Aim of the exercise: Keeping every character in place, output all the data.

Dataset items:
=-=-=

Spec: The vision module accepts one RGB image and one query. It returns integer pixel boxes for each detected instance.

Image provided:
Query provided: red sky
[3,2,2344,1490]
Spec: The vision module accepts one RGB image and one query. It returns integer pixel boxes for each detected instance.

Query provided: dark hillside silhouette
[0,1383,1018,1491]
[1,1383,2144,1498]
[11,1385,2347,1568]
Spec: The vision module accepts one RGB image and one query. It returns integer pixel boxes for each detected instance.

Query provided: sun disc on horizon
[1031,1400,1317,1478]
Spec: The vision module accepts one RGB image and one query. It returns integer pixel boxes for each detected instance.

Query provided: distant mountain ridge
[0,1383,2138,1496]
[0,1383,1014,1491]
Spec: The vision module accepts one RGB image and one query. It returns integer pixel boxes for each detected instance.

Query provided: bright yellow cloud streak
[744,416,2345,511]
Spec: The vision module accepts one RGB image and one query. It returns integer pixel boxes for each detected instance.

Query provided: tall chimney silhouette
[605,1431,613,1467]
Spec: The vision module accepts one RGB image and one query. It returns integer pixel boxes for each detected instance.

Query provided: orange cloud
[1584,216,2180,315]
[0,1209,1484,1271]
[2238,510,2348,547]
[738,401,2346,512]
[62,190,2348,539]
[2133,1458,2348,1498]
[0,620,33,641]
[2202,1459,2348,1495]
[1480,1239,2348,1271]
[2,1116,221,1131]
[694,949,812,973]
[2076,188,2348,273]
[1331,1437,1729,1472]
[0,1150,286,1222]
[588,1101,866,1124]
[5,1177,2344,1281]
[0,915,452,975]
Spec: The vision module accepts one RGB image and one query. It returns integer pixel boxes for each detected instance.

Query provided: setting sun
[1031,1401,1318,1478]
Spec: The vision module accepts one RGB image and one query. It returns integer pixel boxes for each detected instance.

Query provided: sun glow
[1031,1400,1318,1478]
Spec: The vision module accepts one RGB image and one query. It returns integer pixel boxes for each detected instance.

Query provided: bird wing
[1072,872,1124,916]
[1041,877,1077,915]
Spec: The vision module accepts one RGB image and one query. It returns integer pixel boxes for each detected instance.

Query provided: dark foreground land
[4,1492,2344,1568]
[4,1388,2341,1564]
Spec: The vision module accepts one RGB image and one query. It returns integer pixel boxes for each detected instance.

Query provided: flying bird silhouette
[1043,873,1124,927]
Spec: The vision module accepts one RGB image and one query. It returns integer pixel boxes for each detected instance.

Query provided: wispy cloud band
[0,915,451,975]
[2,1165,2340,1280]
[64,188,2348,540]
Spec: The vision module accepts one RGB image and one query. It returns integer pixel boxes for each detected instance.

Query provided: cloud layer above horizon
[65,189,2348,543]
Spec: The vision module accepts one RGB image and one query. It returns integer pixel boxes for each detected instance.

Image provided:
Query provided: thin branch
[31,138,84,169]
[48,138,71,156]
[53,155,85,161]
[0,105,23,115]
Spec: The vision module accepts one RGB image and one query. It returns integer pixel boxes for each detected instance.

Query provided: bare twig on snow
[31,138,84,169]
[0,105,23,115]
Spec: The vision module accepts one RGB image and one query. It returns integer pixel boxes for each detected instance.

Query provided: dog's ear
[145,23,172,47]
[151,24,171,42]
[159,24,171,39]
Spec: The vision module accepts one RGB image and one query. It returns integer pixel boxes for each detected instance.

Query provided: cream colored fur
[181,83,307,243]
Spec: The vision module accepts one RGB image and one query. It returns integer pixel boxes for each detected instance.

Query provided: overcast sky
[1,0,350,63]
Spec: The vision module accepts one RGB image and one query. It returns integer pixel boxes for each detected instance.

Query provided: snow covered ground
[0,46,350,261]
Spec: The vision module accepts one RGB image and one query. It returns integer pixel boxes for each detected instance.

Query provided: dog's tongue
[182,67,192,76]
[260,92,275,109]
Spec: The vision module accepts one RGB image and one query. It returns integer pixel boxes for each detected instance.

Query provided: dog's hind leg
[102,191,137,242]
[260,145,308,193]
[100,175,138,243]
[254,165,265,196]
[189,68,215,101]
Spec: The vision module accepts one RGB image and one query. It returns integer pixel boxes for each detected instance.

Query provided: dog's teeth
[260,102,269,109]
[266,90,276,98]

=-=-=

Completed exercise:
Spec: The vision module accepts one RGB image and one query. It returns integer pixel boxes for each detected instance.

Image provided:
Query provided: red sky
[3,2,2344,1490]
Spec: The vision module accepts one RGB image and one query. It returns integer pixel boxes for each detected instance.

Query provided: dark hillside silhouette
[0,1383,1018,1491]
[1,1383,2144,1498]
[11,1385,2347,1568]
Spec: The vision module accepts one RGB image and one query. It returns integer pixel boxes for each detected instance.

Query provided: sun disc on horizon
[1031,1400,1317,1478]
Spec: The vision module accepts one RGB image and one query. It returns integer pixel boxes for each detected instance.

Query provided: distant mountain ridge
[0,1383,2138,1496]
[0,1383,1014,1491]
Spec: The vision module accepts one RGB image and one query. It returns integer pixel boxes for each detected instance.

Query provided: bright yellow cloud streak
[744,416,2345,511]
Spec: The vision module accepts one RGB image and one query. It returns integer pixel boxes for each detected instance.

Query provided: tall chimney silhouette
[605,1431,613,1467]
Spec: The vision module accepts one RGB image and one query. It returns integer pixel boxes for each detected instance.

Query provided: orange cloud
[1584,216,2180,315]
[0,1209,1484,1271]
[2238,510,2348,547]
[738,401,2346,512]
[62,190,2348,539]
[2133,1458,2348,1498]
[0,620,33,641]
[2202,1459,2348,1495]
[1480,1239,2348,1271]
[2,1116,221,1131]
[694,949,812,973]
[2076,188,2348,273]
[1331,1437,1729,1472]
[0,1150,286,1222]
[588,1101,866,1124]
[5,1177,2344,1281]
[0,915,452,975]
Spec: The vision module accepts one RGB image and one query. It returns integer pixel boxes for each detected instance.

Query provided: setting sun
[1031,1401,1318,1478]
Spec: The vision module accepts one RGB image and one query. It returns integer pixel boxes for each detected instance.

Query provided: sun glow
[1031,1400,1318,1478]
Spec: The vision module accepts one RGB image and one query. It returns integer pixel boxes for each detected instance.

Query provided: bird wing
[1072,872,1124,916]
[1041,877,1077,915]
Spec: The vision module accepts one RGB image and one query. It returns integer pixel boxes for each detected instance.

Query provided: dark foreground land
[4,1492,2344,1568]
[4,1388,2341,1564]
Spec: The vision module accepts one RGB image and one query. It returns integer pixel boxes for each detected instance.

Query provided: flying bird silhouette
[1043,873,1124,927]
Spec: The vision module accepts one RGB image and one query. It returns integer pixel boxes for each detected instance.

Query provided: wispy cloud band
[0,915,451,975]
[2,1165,2340,1280]
[64,188,2348,540]
Spec: The vision module accepts one RGB image and one query. It returns integer pixel boxes for each detected instance.

Query provided: cloud layer above horizon
[65,189,2348,543]
Spec: The vision module accepts one RGB image and one query. It returns integer pixel boxes for each detected instance.

Image provided:
Query provided: thin branch
[31,138,84,169]
[48,138,71,156]
[53,155,85,161]
[0,105,23,115]
Spec: The vision module accepts one RGB image and one query. It returns integer pixel boxes for each detected instance.

Query provided: bare twig on snow
[31,138,84,169]
[0,105,23,115]
Spec: The vision module accepts one RGB image and one query. It returns integer pixel boxes for each detected instance.

Query provided: dog's ear
[145,23,172,47]
[151,24,171,42]
[159,24,171,39]
Spec: The vision module accepts one RGB image and one query. It returns integer pixel boxes for each detected instance.

Query provided: cream colored fur
[181,83,307,243]
Spec: The vision module accepts one RGB image and one query. It returns integer pixel boxes for each detected instance.

Query provided: overcast sky
[1,0,350,63]
Spec: The vision module accepts one RGB image and one query. It returns integer pixel boxes for each detected instance.

Query provided: snow covered ground
[0,46,350,261]
Spec: The vision module accepts one RGB image and one query. It returns integer pixel boxes for each detected instance.

Query provided: dog's tongue
[182,67,192,76]
[260,92,275,109]
Spec: The vision module accepts one RGB image and one query. It returns integer pixel boxes for each detected instance.

Query provided: dog's hind leg
[102,191,137,242]
[260,145,308,193]
[100,175,138,243]
[254,165,265,196]
[189,68,215,101]
Spec: The vision module accepts one RGB image and one query. It returns integer pixel boxes for each detected instance.

Query provided: dog's teeth
[260,102,269,109]
[266,90,276,98]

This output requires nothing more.